Reproduce the listing below in full and without alteration, apart from its pictures.
[BEGIN Listing]
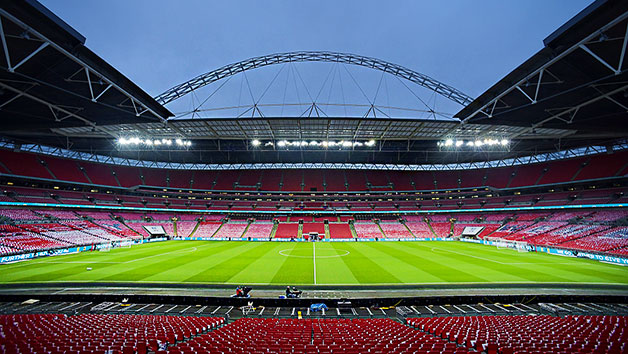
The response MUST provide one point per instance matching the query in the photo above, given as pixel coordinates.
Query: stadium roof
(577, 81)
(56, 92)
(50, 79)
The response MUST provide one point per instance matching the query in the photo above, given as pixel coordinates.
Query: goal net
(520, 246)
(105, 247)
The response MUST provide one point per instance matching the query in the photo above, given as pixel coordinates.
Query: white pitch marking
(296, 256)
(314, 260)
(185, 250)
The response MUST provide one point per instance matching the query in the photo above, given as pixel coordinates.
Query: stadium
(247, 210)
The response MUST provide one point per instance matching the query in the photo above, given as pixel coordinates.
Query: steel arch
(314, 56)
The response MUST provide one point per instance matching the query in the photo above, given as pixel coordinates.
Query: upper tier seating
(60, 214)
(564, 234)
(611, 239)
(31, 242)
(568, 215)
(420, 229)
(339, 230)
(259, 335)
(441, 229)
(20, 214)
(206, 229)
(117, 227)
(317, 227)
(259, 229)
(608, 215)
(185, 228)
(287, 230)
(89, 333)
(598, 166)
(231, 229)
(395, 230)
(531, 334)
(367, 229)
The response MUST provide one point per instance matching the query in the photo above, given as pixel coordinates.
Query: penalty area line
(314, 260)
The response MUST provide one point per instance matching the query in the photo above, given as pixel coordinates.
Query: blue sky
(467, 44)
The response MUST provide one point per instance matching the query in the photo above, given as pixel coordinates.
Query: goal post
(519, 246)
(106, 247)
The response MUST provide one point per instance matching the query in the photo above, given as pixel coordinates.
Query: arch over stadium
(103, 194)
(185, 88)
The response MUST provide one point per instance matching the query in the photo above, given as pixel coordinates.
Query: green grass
[END Listing]
- [Result of this task]:
The response MUST provide one point per instance matching the query in the photo above, given as pixel coordinates.
Query: stadium roof
(577, 81)
(56, 92)
(50, 79)
The response MUST provide one point per instance matching the query in the photo above, given as pixel coordinates.
Query: goal net
(520, 246)
(105, 247)
The response MUST provide one point per instance matching the query in the photo above, given as pixel coordinates.
Query: white pitch marking
(296, 256)
(314, 260)
(185, 250)
The response MUST provide one point per instance matching the query in the photo above, given as pixel coordinates.
Query: stadium
(247, 210)
The response MUST provide one point per instance matching the query in the photo above, given as pixel coordinates.
Query: steel arch
(314, 56)
The response MUST provide one point per instance matching the query in the photo above, given as pixel coordinates.
Query: upper tier seating
(60, 214)
(564, 234)
(611, 239)
(31, 242)
(568, 215)
(420, 229)
(339, 230)
(259, 335)
(441, 229)
(20, 214)
(206, 229)
(117, 227)
(317, 227)
(259, 229)
(608, 215)
(185, 228)
(287, 230)
(89, 333)
(598, 166)
(231, 229)
(395, 230)
(531, 334)
(367, 229)
The response MUST provide one point per instance matching the query in the photo above, given as pixel coordinates.
Query: penalty area line
(314, 260)
The response MUST provide one point per instance matching the query in the photo above, given as pixel coordinates.
Query: blue sky
(467, 44)
The response MUST provide one point per instance matching the query in the photo above, given as pixel coordinates.
Query: goal post
(519, 246)
(106, 247)
The response MUST provide one point per instance matching the query in the photo above, given as pixel coordinates.
Query: arch over stadium
(103, 194)
(185, 88)
The response MUST provide one point per instance matching the query in the photo above, given as pixel coordinates.
Query: green grass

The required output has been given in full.